[Stored dataset items]
☆ ☆ ☆ ☆ ☆ ☆ ☆

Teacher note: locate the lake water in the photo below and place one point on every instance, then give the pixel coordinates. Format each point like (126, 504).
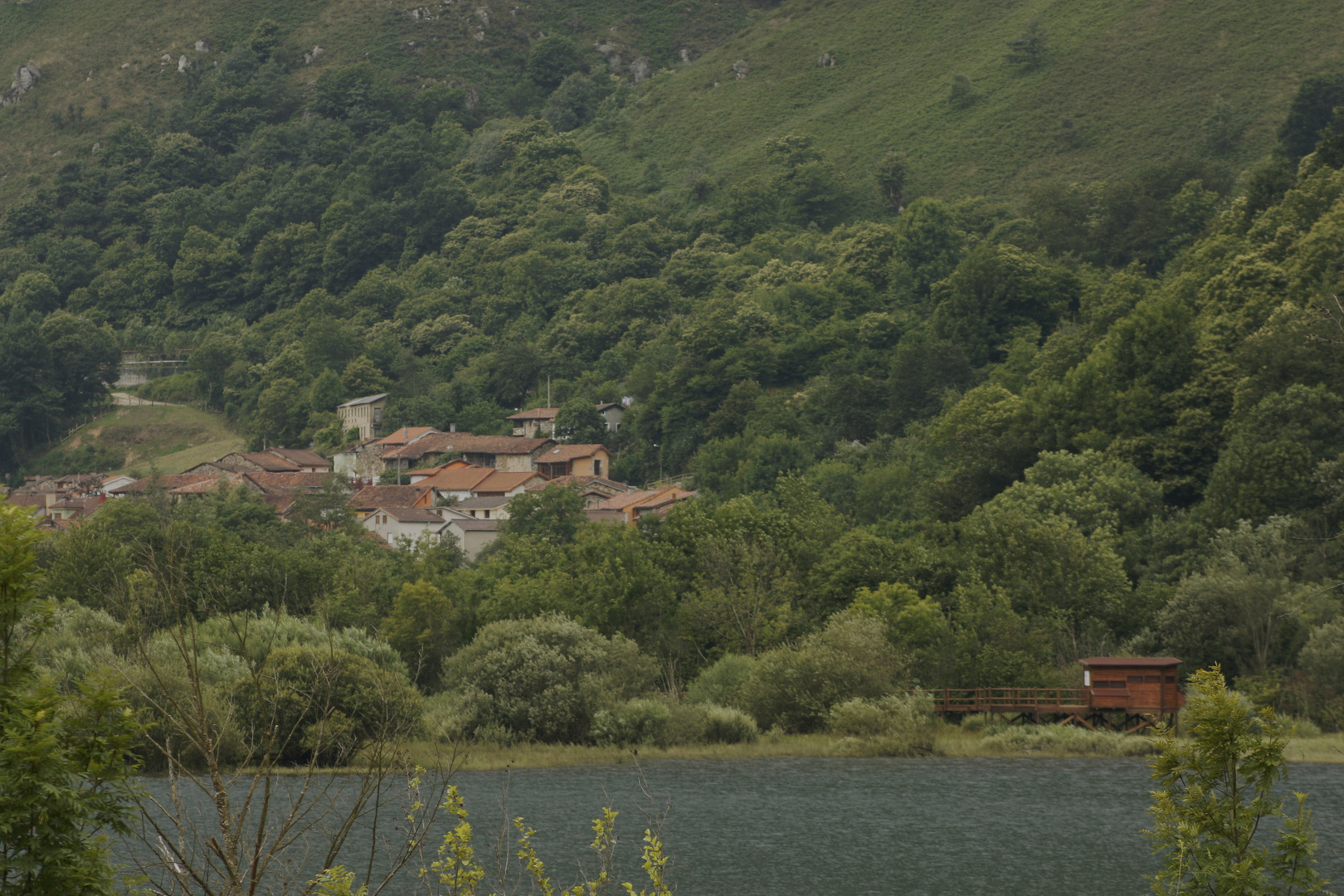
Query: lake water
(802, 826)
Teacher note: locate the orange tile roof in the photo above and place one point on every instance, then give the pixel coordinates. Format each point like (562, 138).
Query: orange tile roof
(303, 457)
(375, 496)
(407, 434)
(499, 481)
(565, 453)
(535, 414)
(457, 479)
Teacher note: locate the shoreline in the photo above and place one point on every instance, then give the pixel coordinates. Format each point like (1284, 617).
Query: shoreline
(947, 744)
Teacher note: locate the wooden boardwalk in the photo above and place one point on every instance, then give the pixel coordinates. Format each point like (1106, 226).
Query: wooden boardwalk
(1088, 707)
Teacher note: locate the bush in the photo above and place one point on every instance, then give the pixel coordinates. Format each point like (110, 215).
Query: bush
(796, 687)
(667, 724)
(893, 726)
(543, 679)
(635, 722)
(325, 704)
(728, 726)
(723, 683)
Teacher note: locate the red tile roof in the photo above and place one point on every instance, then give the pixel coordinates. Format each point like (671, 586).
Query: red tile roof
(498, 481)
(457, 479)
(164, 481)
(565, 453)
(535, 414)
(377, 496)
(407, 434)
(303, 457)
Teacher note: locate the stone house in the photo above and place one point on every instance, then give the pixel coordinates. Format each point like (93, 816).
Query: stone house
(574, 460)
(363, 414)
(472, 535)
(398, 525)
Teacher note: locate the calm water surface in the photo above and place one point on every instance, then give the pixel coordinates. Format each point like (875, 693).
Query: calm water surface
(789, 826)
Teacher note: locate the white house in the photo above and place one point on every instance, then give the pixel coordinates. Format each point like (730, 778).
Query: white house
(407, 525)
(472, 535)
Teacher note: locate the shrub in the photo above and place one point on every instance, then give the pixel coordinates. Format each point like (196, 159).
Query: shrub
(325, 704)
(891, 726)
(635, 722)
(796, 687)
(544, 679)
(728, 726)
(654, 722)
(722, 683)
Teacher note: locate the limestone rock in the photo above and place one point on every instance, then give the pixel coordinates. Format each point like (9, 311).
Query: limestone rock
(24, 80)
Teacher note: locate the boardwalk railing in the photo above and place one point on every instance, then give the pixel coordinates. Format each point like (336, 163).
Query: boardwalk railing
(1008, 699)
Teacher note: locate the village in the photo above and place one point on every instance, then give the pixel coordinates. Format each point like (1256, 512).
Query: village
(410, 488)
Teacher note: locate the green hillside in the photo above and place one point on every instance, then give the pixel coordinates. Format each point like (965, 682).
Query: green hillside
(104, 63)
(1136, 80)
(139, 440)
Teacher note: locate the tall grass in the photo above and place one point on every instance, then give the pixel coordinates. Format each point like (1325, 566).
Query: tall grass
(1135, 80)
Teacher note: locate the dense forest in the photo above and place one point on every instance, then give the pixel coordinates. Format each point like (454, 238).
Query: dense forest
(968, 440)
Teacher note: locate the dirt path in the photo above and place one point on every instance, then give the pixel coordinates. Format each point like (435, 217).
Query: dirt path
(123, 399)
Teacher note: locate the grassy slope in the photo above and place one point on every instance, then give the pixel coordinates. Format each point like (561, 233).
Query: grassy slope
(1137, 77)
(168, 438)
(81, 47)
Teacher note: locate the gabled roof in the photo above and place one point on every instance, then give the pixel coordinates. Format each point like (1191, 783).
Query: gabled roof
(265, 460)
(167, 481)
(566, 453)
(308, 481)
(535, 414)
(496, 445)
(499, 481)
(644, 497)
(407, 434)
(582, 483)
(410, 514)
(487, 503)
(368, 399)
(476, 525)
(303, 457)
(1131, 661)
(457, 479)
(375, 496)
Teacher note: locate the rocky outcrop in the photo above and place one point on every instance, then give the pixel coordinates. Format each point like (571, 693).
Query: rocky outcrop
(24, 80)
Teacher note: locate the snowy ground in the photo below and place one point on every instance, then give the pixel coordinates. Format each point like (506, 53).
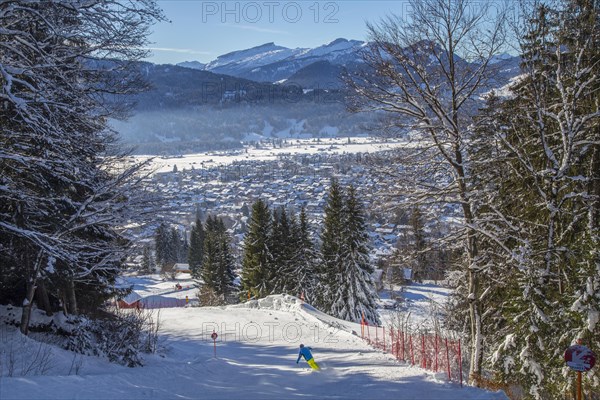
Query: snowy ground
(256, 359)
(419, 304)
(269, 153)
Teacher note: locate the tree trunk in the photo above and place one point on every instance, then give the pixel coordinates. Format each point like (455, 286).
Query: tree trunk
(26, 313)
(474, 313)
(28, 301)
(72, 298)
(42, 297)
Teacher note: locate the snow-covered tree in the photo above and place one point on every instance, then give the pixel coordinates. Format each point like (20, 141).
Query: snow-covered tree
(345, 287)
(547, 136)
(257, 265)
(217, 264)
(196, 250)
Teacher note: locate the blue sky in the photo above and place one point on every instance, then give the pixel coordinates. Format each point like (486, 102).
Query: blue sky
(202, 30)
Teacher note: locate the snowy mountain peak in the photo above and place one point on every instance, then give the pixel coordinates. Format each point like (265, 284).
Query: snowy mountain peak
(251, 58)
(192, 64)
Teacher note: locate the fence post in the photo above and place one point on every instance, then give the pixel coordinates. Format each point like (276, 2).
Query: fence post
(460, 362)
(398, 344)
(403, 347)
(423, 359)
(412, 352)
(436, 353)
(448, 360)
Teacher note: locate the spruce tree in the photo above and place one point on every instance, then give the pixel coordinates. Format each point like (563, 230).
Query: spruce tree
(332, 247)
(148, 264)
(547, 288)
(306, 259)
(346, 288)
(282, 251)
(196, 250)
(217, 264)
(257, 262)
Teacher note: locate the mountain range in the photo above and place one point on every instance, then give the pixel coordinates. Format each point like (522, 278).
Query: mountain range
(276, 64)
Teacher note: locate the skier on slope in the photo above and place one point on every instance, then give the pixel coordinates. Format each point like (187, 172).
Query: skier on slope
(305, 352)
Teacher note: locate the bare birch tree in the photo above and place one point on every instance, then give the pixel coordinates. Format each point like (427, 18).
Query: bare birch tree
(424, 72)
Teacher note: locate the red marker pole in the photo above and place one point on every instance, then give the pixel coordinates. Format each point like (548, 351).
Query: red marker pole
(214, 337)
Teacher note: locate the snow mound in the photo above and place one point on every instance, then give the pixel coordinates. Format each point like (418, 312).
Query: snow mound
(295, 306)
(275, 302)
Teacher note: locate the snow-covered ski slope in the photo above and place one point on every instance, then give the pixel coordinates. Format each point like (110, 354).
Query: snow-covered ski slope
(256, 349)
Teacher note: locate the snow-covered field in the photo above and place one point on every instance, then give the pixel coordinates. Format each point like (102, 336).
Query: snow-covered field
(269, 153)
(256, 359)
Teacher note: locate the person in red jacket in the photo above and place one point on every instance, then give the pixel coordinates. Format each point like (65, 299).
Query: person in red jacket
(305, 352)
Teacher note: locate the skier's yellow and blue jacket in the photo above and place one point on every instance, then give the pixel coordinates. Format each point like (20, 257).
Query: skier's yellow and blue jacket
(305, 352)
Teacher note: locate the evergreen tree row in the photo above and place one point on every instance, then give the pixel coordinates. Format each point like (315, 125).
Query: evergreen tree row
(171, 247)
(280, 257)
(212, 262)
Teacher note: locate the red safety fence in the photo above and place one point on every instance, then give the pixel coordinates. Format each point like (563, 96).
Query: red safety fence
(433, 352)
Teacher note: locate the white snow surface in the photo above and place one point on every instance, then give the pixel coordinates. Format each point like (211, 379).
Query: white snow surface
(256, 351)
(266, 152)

☆ ☆ ☆ ☆ ☆ ☆ ☆

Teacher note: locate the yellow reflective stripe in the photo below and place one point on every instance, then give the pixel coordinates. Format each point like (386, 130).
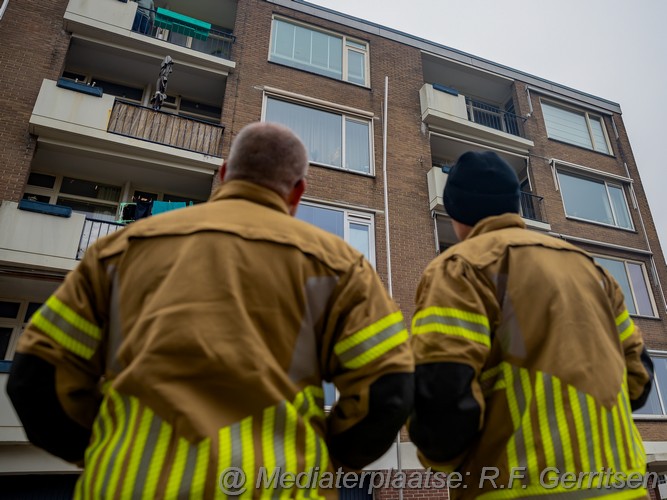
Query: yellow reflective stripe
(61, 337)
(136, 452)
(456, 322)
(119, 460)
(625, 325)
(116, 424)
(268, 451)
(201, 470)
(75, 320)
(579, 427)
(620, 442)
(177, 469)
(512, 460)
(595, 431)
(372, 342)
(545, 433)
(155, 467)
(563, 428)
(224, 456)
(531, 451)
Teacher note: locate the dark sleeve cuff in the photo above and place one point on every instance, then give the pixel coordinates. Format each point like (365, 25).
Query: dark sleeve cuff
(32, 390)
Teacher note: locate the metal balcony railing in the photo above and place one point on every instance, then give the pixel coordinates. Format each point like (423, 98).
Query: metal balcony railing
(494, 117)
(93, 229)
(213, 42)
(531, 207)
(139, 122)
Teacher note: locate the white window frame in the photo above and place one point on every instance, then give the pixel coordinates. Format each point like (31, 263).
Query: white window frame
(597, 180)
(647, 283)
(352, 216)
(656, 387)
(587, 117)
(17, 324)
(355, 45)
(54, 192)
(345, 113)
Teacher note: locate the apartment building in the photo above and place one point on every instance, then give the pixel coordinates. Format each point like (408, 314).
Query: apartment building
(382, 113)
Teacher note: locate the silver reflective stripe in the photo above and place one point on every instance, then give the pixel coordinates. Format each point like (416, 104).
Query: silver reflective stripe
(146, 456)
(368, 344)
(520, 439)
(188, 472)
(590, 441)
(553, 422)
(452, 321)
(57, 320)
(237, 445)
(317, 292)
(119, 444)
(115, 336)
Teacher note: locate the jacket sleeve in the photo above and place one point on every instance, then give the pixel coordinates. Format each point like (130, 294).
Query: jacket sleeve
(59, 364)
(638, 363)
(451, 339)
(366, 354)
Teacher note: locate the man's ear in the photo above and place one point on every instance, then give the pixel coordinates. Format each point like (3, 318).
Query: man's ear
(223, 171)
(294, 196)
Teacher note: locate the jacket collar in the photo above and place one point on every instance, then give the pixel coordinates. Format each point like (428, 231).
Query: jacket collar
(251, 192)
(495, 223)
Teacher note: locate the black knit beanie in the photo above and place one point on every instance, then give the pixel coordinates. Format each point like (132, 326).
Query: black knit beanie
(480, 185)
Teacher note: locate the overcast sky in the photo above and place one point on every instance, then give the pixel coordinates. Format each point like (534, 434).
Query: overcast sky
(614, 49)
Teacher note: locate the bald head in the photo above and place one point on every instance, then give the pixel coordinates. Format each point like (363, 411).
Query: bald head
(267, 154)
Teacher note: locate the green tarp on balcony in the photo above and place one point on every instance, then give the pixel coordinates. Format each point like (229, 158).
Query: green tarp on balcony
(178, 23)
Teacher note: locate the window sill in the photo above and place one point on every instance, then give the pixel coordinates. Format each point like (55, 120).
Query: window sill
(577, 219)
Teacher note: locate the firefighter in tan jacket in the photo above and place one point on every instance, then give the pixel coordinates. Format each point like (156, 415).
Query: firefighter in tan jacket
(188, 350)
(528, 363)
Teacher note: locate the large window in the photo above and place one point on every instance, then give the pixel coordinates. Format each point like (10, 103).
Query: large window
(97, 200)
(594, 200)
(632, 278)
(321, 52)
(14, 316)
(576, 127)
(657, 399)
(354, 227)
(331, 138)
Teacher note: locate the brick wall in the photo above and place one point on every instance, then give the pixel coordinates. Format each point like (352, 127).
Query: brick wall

☆ ☆ ☆ ☆ ☆ ☆ ☆

What you have to do: Each line above where the word "brick" occurs should be returned in full.

Response area:
Teacher note: locate the brick wall in the photo above and place one point on every instance, then give the pixel coordinates. Format each point like (352, 127).
Query: brick wall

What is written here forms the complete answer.